TASK ITEM A
Return each line of the records that contains the word "positive", treating uppercase and lowercase as different.

TEXT BLOCK
Where's Raquel Welch?

I loved this episode even if it's a homage to Fantastic Voyage. I like the way O'Brien and Bashir are together, they work really well here. And the little touches, like when they are on the ship and Sisko asks Worf something and Nog interrupts, and Kira says, "did the kid just cover for Worf?" Shows the closeness of the crew. Jadzia is excellent, and pretty funny as well.

Worfs poem at the end is hilarious, and the way he builds it up is perfect, especially with humourless Worf, and then it is totally shit. I also love the way Jadzia grabs the pad off him and he grins at her - sorta sums up the whole episode.

I also liked the idea that the Gamma Jem'Hadar and the Alpha Jem'Hadar didn't get on. It reminded me of Stanley Baxter's light green/dark green sketch. I think the idea is that because the Jem'Hadar are designed to hate all apart from the Vorta and Founders, and are designed for fighting, to fight, kill and cause harm and damage in service to their masters, that this might then tend to cause them to be belligerent to anyone they perceive as even slightly different to them. And not being designed to overthink things, while still being designed to be smart, they don't tend to introspection, and it would be easy for ideas like "alphas are better than gammas" to take hold.

TASK ITEM B
Reproduce the part of the episode review that opens with the words containing "I loved this" and closes with "funny as well.".

(Collected data)

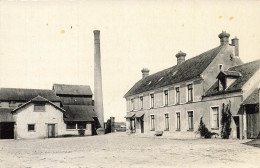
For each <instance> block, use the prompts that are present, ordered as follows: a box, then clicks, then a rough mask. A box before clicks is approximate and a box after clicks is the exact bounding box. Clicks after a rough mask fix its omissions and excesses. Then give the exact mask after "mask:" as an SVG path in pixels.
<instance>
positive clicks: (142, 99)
mask: <svg viewBox="0 0 260 168" xmlns="http://www.w3.org/2000/svg"><path fill="white" fill-rule="evenodd" d="M143 99H144V98H143V96H140V109H143V106H144V102H143Z"/></svg>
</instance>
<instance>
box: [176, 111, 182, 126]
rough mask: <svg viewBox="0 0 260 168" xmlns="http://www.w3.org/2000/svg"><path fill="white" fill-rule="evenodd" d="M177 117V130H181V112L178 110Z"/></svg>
mask: <svg viewBox="0 0 260 168" xmlns="http://www.w3.org/2000/svg"><path fill="white" fill-rule="evenodd" d="M176 117H177V131H179V130H181V113H180V112H177V113H176Z"/></svg>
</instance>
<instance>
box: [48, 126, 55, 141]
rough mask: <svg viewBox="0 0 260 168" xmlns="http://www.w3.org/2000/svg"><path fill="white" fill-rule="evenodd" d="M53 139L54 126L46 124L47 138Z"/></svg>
mask: <svg viewBox="0 0 260 168" xmlns="http://www.w3.org/2000/svg"><path fill="white" fill-rule="evenodd" d="M53 137H55V124H48V138H53Z"/></svg>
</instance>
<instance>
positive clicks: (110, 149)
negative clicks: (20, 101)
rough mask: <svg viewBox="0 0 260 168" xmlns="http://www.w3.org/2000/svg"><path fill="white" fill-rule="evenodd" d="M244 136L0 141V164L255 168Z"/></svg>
mask: <svg viewBox="0 0 260 168" xmlns="http://www.w3.org/2000/svg"><path fill="white" fill-rule="evenodd" d="M245 142H248V140H247V141H246V140H242V141H241V140H221V139H196V140H174V139H170V138H163V137H158V138H157V137H144V136H143V137H142V136H139V137H138V136H132V135H130V136H128V135H126V134H125V133H113V134H108V135H102V136H90V137H71V138H54V139H36V140H1V141H0V149H1V151H0V167H1V168H3V167H55V168H56V167H62V168H63V167H149V168H152V167H181V168H189V167H192V168H195V167H199V168H203V167H207V168H208V167H223V168H224V167H229V168H230V167H234V168H238V167H239V168H243V167H245V168H250V167H256V168H259V167H260V159H259V158H260V150H259V148H257V147H253V146H249V145H245V144H243V143H245Z"/></svg>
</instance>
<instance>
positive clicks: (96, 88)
mask: <svg viewBox="0 0 260 168" xmlns="http://www.w3.org/2000/svg"><path fill="white" fill-rule="evenodd" d="M94 45H95V46H94V47H95V49H94V64H95V66H94V84H95V86H94V97H95V99H94V100H95V101H94V104H95V112H96V113H97V116H98V121H99V124H100V127H101V128H102V129H104V111H103V93H102V74H101V56H100V31H99V30H94Z"/></svg>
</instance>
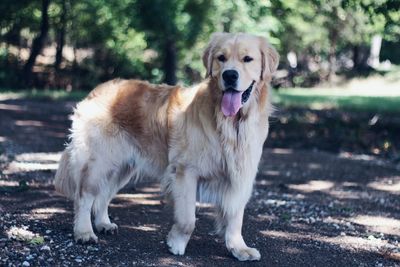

ANSWER SECTION A
positive clicks: (142, 99)
positive clicks: (110, 149)
positive clicks: (96, 88)

ANSWER SECTION B
I loved this episode even if it's a homage to Fantastic Voyage. I like the way O'Brien and Bashir are together, they work really well here. And the little touches, like when they are on the ship and Sisko asks Worf something and Nog interrupts, and Kira says, "did the kid just cover for Worf?" Shows the closeness of the crew. Jadzia is excellent, and pretty funny as well.